(Point placement records)
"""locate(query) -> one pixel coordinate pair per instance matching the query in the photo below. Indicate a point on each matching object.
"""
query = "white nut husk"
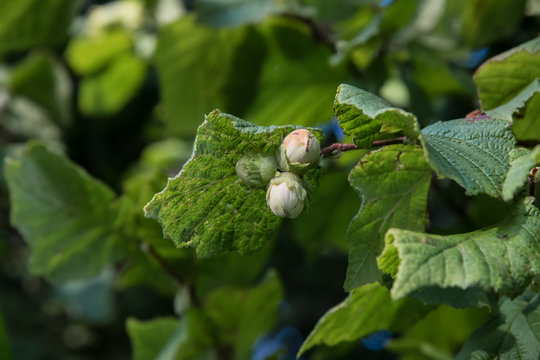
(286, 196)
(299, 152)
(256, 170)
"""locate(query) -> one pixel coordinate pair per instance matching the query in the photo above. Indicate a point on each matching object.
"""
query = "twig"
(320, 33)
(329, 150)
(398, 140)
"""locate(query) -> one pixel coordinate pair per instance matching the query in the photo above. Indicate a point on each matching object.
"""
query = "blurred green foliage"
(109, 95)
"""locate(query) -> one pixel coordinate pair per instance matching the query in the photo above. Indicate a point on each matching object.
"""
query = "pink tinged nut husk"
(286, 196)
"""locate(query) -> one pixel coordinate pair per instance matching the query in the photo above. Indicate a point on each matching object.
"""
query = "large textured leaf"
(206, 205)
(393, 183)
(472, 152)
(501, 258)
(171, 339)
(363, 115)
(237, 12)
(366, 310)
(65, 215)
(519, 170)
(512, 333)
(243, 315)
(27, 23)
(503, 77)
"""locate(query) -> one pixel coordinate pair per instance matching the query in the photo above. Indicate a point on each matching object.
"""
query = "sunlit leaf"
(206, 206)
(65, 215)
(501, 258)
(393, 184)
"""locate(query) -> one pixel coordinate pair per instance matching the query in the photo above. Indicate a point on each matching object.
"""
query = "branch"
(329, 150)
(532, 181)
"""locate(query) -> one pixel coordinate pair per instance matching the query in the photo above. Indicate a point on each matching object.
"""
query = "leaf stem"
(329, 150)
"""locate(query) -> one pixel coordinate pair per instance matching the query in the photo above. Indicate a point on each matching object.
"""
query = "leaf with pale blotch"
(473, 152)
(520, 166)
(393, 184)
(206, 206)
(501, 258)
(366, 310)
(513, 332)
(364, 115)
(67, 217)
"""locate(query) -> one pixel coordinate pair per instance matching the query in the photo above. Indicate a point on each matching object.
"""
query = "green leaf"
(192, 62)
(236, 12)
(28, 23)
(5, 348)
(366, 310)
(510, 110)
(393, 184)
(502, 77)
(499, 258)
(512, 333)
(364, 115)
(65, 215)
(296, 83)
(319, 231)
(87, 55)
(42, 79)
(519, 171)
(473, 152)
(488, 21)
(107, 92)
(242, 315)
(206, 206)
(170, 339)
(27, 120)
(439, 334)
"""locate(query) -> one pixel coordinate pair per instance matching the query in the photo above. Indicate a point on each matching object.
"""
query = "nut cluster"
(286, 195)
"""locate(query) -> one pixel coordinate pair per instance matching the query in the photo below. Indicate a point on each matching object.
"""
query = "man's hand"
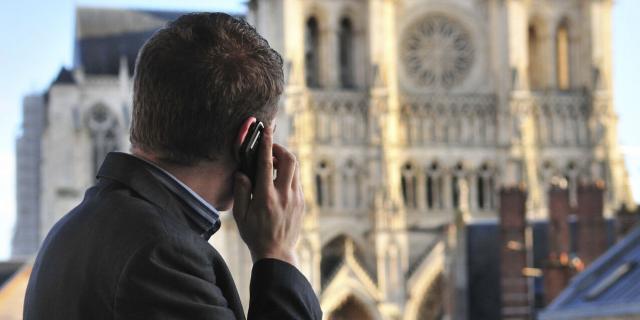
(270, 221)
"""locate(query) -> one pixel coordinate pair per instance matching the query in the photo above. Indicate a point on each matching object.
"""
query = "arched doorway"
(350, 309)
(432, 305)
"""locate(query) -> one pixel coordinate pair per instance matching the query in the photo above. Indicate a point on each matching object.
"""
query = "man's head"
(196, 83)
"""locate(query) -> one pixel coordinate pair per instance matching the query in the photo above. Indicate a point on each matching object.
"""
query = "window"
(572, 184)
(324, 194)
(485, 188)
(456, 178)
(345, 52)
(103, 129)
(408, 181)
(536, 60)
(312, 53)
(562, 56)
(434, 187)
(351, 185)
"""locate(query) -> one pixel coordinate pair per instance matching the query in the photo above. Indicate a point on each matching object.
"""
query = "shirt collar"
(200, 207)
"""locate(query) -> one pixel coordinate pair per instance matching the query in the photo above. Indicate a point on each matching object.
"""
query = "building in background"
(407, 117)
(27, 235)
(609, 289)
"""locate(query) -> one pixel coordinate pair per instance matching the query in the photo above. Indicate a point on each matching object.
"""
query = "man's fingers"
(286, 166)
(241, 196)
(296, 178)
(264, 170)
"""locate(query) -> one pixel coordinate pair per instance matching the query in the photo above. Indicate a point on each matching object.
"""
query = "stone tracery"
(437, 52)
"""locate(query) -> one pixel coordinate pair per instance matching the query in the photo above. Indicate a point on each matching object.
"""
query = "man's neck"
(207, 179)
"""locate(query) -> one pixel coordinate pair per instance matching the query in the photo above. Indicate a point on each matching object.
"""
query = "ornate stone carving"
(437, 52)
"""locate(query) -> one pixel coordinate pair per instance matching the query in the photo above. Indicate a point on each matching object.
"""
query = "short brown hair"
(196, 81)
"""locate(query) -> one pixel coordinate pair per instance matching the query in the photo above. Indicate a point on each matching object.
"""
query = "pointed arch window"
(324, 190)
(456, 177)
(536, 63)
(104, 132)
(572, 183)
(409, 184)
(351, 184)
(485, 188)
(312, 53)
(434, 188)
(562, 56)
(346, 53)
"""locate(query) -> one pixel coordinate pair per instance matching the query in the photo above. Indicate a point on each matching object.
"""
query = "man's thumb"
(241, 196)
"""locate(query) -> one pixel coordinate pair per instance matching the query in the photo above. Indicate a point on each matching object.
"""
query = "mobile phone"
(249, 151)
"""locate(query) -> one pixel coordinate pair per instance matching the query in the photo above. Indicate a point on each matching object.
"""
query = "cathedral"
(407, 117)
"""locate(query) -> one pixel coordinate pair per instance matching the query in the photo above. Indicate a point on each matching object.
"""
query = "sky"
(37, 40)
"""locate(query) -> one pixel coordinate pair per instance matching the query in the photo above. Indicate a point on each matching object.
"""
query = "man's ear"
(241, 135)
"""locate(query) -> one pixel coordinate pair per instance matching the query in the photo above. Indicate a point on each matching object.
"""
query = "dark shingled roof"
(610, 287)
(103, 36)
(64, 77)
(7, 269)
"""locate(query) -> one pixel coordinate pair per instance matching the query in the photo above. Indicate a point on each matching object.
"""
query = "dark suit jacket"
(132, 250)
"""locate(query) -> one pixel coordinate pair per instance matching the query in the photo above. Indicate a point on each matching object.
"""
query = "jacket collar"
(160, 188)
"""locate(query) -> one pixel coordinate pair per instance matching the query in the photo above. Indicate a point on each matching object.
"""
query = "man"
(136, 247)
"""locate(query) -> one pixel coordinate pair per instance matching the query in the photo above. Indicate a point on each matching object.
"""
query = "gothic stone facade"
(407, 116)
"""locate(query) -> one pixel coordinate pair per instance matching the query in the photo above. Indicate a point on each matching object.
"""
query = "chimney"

STATED EXERCISE:
Excluding the pictures, reproduce every entry exactly as given.

TASK RESULT:
"""locate(query) -> one pixel coordinate pair per instance matching the query in the photo below. Indicate a point on each matching object.
"""
query = "white nut husk"
(286, 196)
(299, 152)
(256, 170)
"""locate(query) -> one pixel coordinate pair per instance matching the query in the photo above. Indicate a point on each matching object.
"""
query = "twig"
(320, 33)
(329, 150)
(398, 140)
"""locate(query) -> one pixel coordinate pair per instance matching the query in the photo above. Indicate a point on each matching object.
"""
query = "blurred green foliage"
(109, 95)
"""locate(query) -> one pixel coordinate pair per instance matching the query in the photo above. Indicate a point on each matching object.
"""
query = "pink tinged nut husk"
(286, 196)
"""locate(query) -> one pixel coordinate pair per instance matching the query in the photo above. Indicate a point on each matching object.
"""
query = "large textured leaf"
(206, 205)
(393, 183)
(472, 152)
(501, 258)
(171, 339)
(363, 115)
(237, 12)
(366, 310)
(65, 215)
(519, 170)
(512, 333)
(243, 315)
(27, 23)
(503, 77)
"""locate(query) -> one pixel coordinate pair per instance matching the query in the photo above. Indicate a point on each matching object.
"""
query = "sunlit leaf"
(206, 206)
(65, 215)
(501, 258)
(393, 184)
"""locate(query) -> one pixel coordinate pair per instance matching the query in the photo above. Indicate a point on each matching object.
"""
query = "branch"
(329, 150)
(532, 181)
"""locate(query) -> one pixel coordinate pair per instance matching the query in the photo above. Indicate a point on each matching object.
"""
query = "leaf stem"
(329, 150)
"""locate(query) -> one pixel coordinate pair per instance matching the query in the photo above. Indicate a point on each matching object.
"""
query = "leaf with pale blotch"
(473, 152)
(520, 166)
(393, 184)
(206, 206)
(501, 258)
(366, 310)
(513, 332)
(364, 115)
(67, 217)
"""locate(query) -> one pixel coordinate pair per instance matching the query in the photo above. Indicate a point on each matching object.
"""
query = "green leaf"
(192, 62)
(236, 12)
(28, 23)
(5, 348)
(366, 310)
(510, 110)
(393, 184)
(502, 77)
(499, 258)
(512, 333)
(364, 115)
(65, 215)
(296, 83)
(319, 231)
(87, 55)
(42, 79)
(519, 171)
(473, 152)
(488, 21)
(107, 92)
(242, 315)
(206, 206)
(170, 339)
(27, 120)
(439, 334)
"""locate(query) -> one pixel coordinate pair per instance matching the query in the photo above. Indicate a point on each matching object.
"""
query = "nut cluster"
(286, 195)
"""locate(query) -> one pixel coordinate pair per instance matching the query in the photo below. Indicate a point on each matching object.
"""
query = "man's hand"
(270, 221)
"""locate(query) -> one pixel coordinate pair per instance matching the query in the photo above. Indicate a point on each matching object.
"""
query = "arched doorway"
(350, 309)
(432, 305)
"""locate(query) -> one pixel coordinate pair per instance matching the query in the photo above. Indicate a point on each matching object.
"""
query = "man's head"
(196, 83)
"""locate(query) -> one pixel coordinate pair per instance matching the query in the photo above. Indicate a point on each matching object.
"""
query = "window"
(572, 184)
(324, 194)
(485, 188)
(456, 178)
(345, 52)
(103, 129)
(408, 181)
(536, 60)
(312, 53)
(562, 56)
(434, 187)
(351, 185)
"""locate(query) -> one pixel coordinate pair per instance matching the query in the photo above. Indicate a point on each matching object.
"""
query = "shirt collar"
(200, 207)
"""locate(query) -> one pixel coordinate pair per instance matching the query in the photo above. Indicate a point on each matching object.
"""
query = "building in background"
(407, 117)
(27, 235)
(609, 289)
"""locate(query) -> one pixel coordinate pair per instance matching the query in the photo above. Indicate a point on each matching object.
"""
query = "man's fingers"
(286, 166)
(241, 196)
(296, 178)
(264, 170)
"""locate(query) -> one pixel coordinate pair per instance matching the query in the photo above. Indicate a point on each matching object.
"""
query = "stone tracery"
(437, 52)
"""locate(query) -> one pixel coordinate pair per instance matching the query in the photo above. Indicate a point on each matching object.
"""
query = "man's neck"
(207, 179)
"""locate(query) -> one pixel coordinate pair per instance matching the query in the photo above. Indicate a point on each matching object.
"""
query = "ornate stone carving"
(437, 52)
"""locate(query) -> one pixel coordinate pair per instance matching the query in the photo above. Indicate a point on each matching object.
"""
query = "short brown hair"
(196, 81)
"""locate(query) -> one pixel coordinate pair per instance matching the query in the photo above. Indicate a point on each matching object.
"""
query = "pointed arch window"
(324, 190)
(456, 177)
(536, 63)
(104, 132)
(572, 183)
(409, 184)
(351, 184)
(485, 188)
(312, 53)
(434, 188)
(562, 56)
(346, 53)
"""locate(query) -> one pixel coordinate pair per instance matching the query in the photo above. Indicate a point on each matching object.
"""
query = "man's thumb"
(241, 196)
"""locate(query) -> one pixel coordinate pair per instance matching the query in the photo above. Indicate a point on each matching object.
"""
query = "mobile phone"
(249, 151)
"""locate(query) -> one pixel coordinate pair per instance matching the query in the photo above. Indicate a point on each matching object.
"""
query = "cathedral"
(407, 117)
"""locate(query) -> one pixel coordinate pair per instance matching the query in the photo above. Indicate a point on each matching object.
"""
query = "sky"
(37, 40)
"""locate(query) -> one pixel coordinate pair per instance matching the query in the photo above. Indicate a point on each matching object.
"""
query = "man's ear"
(241, 135)
"""locate(query) -> one pixel coordinate pair per instance matching the query in the photo above. Indicate a point on each matching object.
"""
query = "dark shingled roof"
(610, 287)
(103, 36)
(64, 77)
(7, 269)
"""locate(query) -> one pixel coordinate pair per instance matching the query in the photo above. Indicate a point on each matching object.
"""
query = "dark suit jacket"
(132, 250)
"""locate(query) -> one pixel coordinate pair per instance matching the query in the photo above. Indicate a point on each matching object.
"""
query = "jacket collar"
(160, 188)
"""locate(query) -> one pixel coordinate pair per instance matching the query in the photo above. Indicate a point on each matching object.
"""
query = "man"
(136, 247)
"""locate(query) -> one pixel coordinate pair per instance matching the query in the photo above. Indicate a point on each matching object.
"""
query = "gothic stone facade"
(407, 116)
"""locate(query) -> one pixel coordinate pair per instance matching the query in the photo above. Indicate a point on each matching object.
"""
query = "chimney"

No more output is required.